**Task to carry out:** Copy the following data line for line, without changing anything.

**Excerpts from a detection dataset:**
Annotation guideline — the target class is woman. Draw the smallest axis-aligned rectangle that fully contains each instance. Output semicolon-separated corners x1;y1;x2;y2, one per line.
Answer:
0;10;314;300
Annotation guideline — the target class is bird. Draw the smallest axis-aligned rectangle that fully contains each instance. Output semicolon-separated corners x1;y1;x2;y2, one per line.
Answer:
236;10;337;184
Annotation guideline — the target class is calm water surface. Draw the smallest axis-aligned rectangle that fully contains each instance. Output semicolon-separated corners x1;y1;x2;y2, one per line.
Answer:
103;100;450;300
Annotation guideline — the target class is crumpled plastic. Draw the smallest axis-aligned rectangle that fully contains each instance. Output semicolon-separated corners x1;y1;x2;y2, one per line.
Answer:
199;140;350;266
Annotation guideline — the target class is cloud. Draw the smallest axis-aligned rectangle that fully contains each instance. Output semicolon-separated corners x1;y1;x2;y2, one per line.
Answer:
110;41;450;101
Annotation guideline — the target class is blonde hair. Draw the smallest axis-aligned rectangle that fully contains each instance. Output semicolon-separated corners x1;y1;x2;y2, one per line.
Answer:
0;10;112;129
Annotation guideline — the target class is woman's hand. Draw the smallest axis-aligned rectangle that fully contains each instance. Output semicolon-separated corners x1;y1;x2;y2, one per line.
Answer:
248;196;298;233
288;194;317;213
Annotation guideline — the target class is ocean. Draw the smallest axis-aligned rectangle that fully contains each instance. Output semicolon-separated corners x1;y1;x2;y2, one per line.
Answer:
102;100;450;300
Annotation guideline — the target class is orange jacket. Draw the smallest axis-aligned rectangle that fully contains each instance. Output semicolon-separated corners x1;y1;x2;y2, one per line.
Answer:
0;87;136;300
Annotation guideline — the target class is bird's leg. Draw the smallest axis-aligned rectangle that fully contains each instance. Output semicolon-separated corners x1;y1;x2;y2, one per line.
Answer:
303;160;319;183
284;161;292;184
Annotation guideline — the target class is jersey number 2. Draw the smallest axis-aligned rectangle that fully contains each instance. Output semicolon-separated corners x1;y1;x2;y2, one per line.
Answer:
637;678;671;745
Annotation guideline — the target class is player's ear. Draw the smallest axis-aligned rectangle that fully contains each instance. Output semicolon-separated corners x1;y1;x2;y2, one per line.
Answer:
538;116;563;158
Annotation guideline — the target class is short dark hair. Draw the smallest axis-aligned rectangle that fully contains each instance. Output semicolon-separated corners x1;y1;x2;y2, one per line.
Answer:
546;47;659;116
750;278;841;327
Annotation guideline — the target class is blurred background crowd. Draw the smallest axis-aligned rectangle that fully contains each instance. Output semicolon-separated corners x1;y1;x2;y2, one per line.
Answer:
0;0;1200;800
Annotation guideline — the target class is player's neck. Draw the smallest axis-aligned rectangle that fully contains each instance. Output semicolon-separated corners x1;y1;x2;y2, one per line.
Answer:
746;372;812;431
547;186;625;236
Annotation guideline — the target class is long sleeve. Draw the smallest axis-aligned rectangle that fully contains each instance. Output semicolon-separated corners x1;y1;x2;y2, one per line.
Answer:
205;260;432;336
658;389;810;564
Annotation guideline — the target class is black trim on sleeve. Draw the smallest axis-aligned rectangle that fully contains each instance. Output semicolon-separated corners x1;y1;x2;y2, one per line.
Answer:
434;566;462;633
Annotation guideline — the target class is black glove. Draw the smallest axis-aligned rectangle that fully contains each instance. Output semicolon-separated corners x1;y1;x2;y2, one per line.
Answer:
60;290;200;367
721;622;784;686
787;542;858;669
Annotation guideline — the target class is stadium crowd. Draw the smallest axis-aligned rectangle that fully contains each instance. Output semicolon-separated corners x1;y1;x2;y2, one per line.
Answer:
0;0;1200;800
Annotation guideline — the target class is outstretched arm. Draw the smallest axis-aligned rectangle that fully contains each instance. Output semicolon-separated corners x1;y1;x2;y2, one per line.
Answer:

**Solution to this task:**
Annotation guideline — the target class is woman. Draw the smallest axis-aligned rectangle that fully contains each instance. Output semicolon-separated corners x1;y1;x2;y2, one per line.
Answer:
0;10;314;300
Annotation guideline — the target class is bird. Draw the smallest axis-aligned rectangle that fully contains each instance. Output semicolon-separated corners x1;y1;x2;y2, one per line.
Answer:
236;10;337;184
Annotation guideline — the target class is calm water surface. Draw the smallest axis-aligned rectangle that fully contains each instance. Output semicolon-separated corners x1;y1;x2;y2, one per line.
Answer:
103;100;450;300
Annotation guideline — the target class is crumpled plastic. Draw the smallest axis-aligned rectangle that fully contains each instance. Output semicolon-separated corners x1;y1;x2;y2, one per line.
Answer:
199;140;350;266
Annotation guideline — the target class is cloud. Draw the smallest axis-aligned rectangle that fully contains each instance. Output semicolon-separated corners x1;y1;x2;y2, one per line.
Answer:
110;41;450;101
Annotation guideline — the target class is blonde hair. Draw the smallest axis-aligned rectangle that fully contains each instance. Output semicolon-separated corners x1;y1;x2;y2, one per line.
Answer:
0;10;112;129
Annotation guideline — the target class is woman's hand. Draw the smallest axis-aligned rectangle that fully contains each instance. Output semicolon-separated corners x1;y1;x2;y2, one per line.
Answer:
248;196;298;233
288;194;317;213
Annotation guideline — the target class is ocean. Draw the smallest axis-aligned rectangle that fully contains each instance. Output semicolon-separated corners x1;y1;x2;y2, one per line.
Answer:
102;100;450;300
Annotation guideline — the target class is orange jacket. Draw the smallest axis-aligned rectangle that fully contains each instance. Output semicolon-separated corners x1;y1;x2;y2, one per line.
Answer:
0;87;136;300
Annotation guideline — the target class is bird's leg. Draw the smallest axis-aligned rectangle that fully contains each instance. Output semicolon-separated corners x1;y1;x2;y2, one per line.
Answer:
303;160;319;183
284;161;292;184
Annotation guideline — the target class is jersey number 2. Draw the smallest axis-aligned rectangle that fully contains each instance. Output semicolon-separated corners x1;y1;x2;y2, one per line.
Answer:
637;678;671;745
Annotation guideline — the target class is player's ear. Draw the smallest axis-aligned rectangle that fully contains each instance. Output semicolon-separated corners x1;y1;x2;y2, one per line.
Answer:
538;116;563;158
Annotation guideline — the target class is short dark hair. Draw the smallest axis-aligned rectangle that fully contains each instance. Output semicolon-separated corners x1;y1;x2;y2, one per line.
Answer:
546;47;659;116
750;278;841;327
Annotation guideline — the target class is blurred background crowd. Draw the smallest axis-aligned rectangle that fully contains each instance. Output semicolon-separated corners x1;y1;x2;y2, one per line.
Answer:
0;0;1200;800
Annotation guideline — the target class is player's neck. Draw the smallest axis-aligned rectangle that fully contains each instance. Output semicolon-separated corners x1;y1;x2;y2, one per line.
Answer:
746;372;812;431
547;186;625;236
Annotation guideline — the target class is long sleeve. Draw the smallest axis-aligned rectangle that fully contains each instance. Output semicolon-separated corners x1;y1;x2;y2, one per line.
Answer:
205;260;432;336
658;389;810;564
Annotation guideline — the target class is black trim on sleeve. Draw the smallest axis-aligned rectangle that fully contains each instance. Output semicolon-separated corners x1;y1;x2;y2, one per line.
Answer:
434;566;462;633
Annotation guideline — the target class is black glove. Draw the smallest axis-aligned rectangle that fully contains each instance. Output semicolon-separated corners x1;y1;x2;y2, one per line.
Answer:
60;290;200;367
721;622;784;686
787;542;858;669
Annotation guideline — the target class is stadium crowd. Draw the smallest axis-aligned rectangle that fully contains each instance. Output semicolon-separated corners x1;y1;x2;y2, one per line.
Answer:
0;0;1200;800
Annotation guideline — the target class is outstretched arm. Draw the smallest axis-aligned rectangle that fully contains each instance. Output semicolon-separated corners x1;y1;x2;y2, one per line.
Answer:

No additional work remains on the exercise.